● Exercise: Repeat all the data that appears below, keeping it exact.

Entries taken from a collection
BEGIN

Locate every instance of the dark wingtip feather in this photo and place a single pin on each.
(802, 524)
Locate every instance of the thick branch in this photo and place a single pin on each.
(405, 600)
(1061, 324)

END

● Written response:
Locate every instance of the dark wingtip feather in this photo and place a single pin on each.
(802, 524)
Locate every instance of the thick branch in this photo and place a single pin on each.
(405, 600)
(1061, 324)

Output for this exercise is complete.